# FRAGMENTO

■ ■ ■ ■

Por último y no menos importante, no creo ser alarmista al afirmar que en general, la cultura política actual es ínfima, vacuamente polarizada o directamente peligrosa, pero indigna la estampa reiterada de los campus universitarios como caladeros de votos para la propagación de ideas execrables o la conformación de escenarios de una violencia relativamente contenida. En este sentido, estamos viendo periodistas de medio pelo de la ultraderecha vitoreados en anunciadas giras a modo de baño de multitudes, mientras que la contrapartida por defecto son encapuchados “antifas” e “indepes”. Ambos, al igual que ciertas organizaciones neonazis constituyen el germinal de un matonismo escuadrista que ya veremos su destino y metas finales. Con todo, no estoy negando ni mucho menos la inclusión de la política y el verdadero pensamiento crítico en los espacios educativos, porque entre otras cosas me dedico a trabajar y enseñar sobre valores éticos, arte y patrimonio, manifestando mis planteamientos y juicios de valor en ejercicios con mis alumnos, sin que en ningún caso suponga un intento de adoctrinamiento o influencia sectaria. En este sentido, y referido a lo tratado en este artículo, durante el periodo electoral y a diferencia de otras actitudes, he guardado silencio intencionado, buscando que la autonomía del alumnado analizara por su propia cuenta programas y candidaturas propuestas. A sabiendas que tendrían muchos flecos específicos e históricos por conocer, he insistido en que cada cual es dueño de sus actos y de su responsabilidad en el voto, reiterando que la democracia es un proceso válido que exige esfuerzo, nivel de formación y un compromiso por el bien colectivo, sin los cuales no tiene más valor que una vulgar tiranía.
La universidad pública española sufre un proceso de deterioro sistemático de los principios que deberían sustentar su existencia y utilidad colectiva. Todos los actores implicados en este ecosistema (alumnado, Ptgas PDI y conjunto social), somos responsables con nuestra resistencia, aceptación o pasividad del destino y legado que transmitimos. La dignidad es la última frontera que nos queda a los seres humanos para resistir la opresión y no parece de recibo que una indefensión aprendida sea el referente iluminador. Seguir en la lucha justa te puede sumergir en la oscuridad del discurso invisible, pero quizás sea la madurez e integridad ideológica la que nos haga seguir reclamando de forma dramática una reforma a la totalidad. Los lamentos en un futuro inmediato.

■ ■ ■ ■

# TAREAS
• A. Responde con datos del fragmento:
(i) ¿Qué hizo quien escribe durante el periodo electoral?
(ii) ¿Qué tres cosas exige la democracia?
(iii) ¿Qué se presenta como "la última frontera que nos queda a los seres humanos para resistir la opresión"?
• B. Copia el tramo del fragmento que va de "La universidad pública" hasta "un futuro inmediato." y sustituye en él "oscuridad" por "penumbra".

# MUESTRA DE DATOS
■ ■ ■ ■

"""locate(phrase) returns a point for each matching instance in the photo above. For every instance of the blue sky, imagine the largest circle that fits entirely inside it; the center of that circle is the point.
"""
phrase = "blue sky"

■ ■ ■ ■

# RESPUESTAS
• A.
(i) Guardó silencio intencionado.
(ii) Esfuerzo, nivel de formación y un compromiso por el bien colectivo.
(iii) La dignidad.

• B.
La universidad pública española sufre un proceso de deterioro sistemático de los principios que deberían sustentar su existencia y utilidad colectiva. Todos los actores implicados en este ecosistema (alumnado, Ptgas PDI y conjunto social), somos responsables con nuestra resistencia, aceptación o pasividad del destino y legado que transmitimos. La dignidad es la última frontera que nos queda a los seres humanos para resistir la opresión y no parece de recibo que una indefensión aprendida sea el referente iluminador. Seguir en la lucha justa te puede sumergir en la penumbra del discurso invisible, pero quizás sea la madurez e integridad ideológica la que nos haga seguir reclamando de forma dramática una reforma a la totalidad. Los lamentos en un futuro inmediato.